What is expected: Give the data below again exactly, and drop each picture from it.

Provided entries:
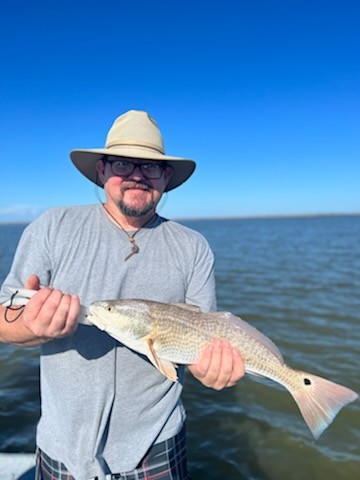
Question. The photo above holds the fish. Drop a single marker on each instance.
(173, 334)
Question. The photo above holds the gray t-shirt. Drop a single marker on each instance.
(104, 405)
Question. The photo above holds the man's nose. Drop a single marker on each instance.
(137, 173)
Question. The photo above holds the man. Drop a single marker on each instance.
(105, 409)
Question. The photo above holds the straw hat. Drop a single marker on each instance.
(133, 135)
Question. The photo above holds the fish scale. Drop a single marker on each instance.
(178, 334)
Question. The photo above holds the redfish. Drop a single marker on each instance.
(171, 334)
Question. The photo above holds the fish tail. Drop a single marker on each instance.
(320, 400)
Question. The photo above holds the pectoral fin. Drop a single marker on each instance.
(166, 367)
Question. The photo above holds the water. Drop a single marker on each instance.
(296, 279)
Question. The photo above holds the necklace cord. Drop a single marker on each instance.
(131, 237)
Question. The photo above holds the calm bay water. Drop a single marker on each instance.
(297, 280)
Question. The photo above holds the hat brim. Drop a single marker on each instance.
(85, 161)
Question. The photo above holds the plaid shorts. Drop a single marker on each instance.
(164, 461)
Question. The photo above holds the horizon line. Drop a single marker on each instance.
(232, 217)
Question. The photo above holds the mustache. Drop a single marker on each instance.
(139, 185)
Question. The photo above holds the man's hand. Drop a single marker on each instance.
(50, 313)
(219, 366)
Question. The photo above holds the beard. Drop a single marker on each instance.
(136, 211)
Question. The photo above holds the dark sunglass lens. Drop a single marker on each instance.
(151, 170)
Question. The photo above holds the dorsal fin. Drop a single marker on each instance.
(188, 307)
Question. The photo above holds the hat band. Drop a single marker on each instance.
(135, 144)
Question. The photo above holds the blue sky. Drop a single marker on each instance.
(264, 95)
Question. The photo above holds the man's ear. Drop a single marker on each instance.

Result below:
Question. The photo above holds the fish. Drop a single marker on each instance.
(173, 334)
Question. The photo above holds the gray t-shirt. Drop a single marker on each instance.
(104, 405)
Question. The photo above holds the man's nose. Drop a single marker on each instance.
(137, 173)
Question. The photo above holds the man. Drop a single marker on each instance.
(105, 409)
Question. The photo above holds the straw hat. Drop a single marker on each instance.
(133, 135)
Question. The photo above holds the fish scale. Drop a single marker on each instance.
(178, 334)
Question. The photo above holds the redfish. Drop a single marker on each instance.
(171, 334)
Question. The photo above holds the fish tail. Drop a single marker on each instance.
(320, 400)
Question. The photo above holds the pectoral fin. Drop a single marker on each instance.
(166, 367)
Question. The photo above holds the water. Drop a single marker on each instance.
(296, 279)
Question. The photo above holds the necklace cord. Drop a single marker on each instance.
(131, 237)
Question. The photo above holds the calm bay water. Drop a single marker on each instance.
(297, 280)
Question. The photo above holds the hat brim. Drop a single marker on each instance.
(85, 161)
Question. The photo above holds the plaid shorts. Drop a single marker on each instance.
(164, 461)
Question. The photo above holds the horizon line. Drop a single marker on each instance.
(232, 217)
Question. The photo above holds the mustache. Drop a single marker on each instance.
(139, 185)
Question. The photo above holds the man's hand. Drop a single marker on each instance.
(50, 313)
(219, 366)
Question. The photo above holds the beard. Drop a single marker on each instance.
(136, 211)
Question. The photo above holds the dark sunglass lens. Drop a single marker on each instance.
(151, 170)
Question. The photo above holds the dorsal fin. Drop a single marker on each instance.
(188, 307)
Question. The photo above holds the hat band. Drop a single marker on each instance.
(135, 144)
Question. The photo above holds the blue sky. Drop a single marker on each instance.
(264, 95)
Question. The photo above holds the man's ear. Drop a single marker on each instance.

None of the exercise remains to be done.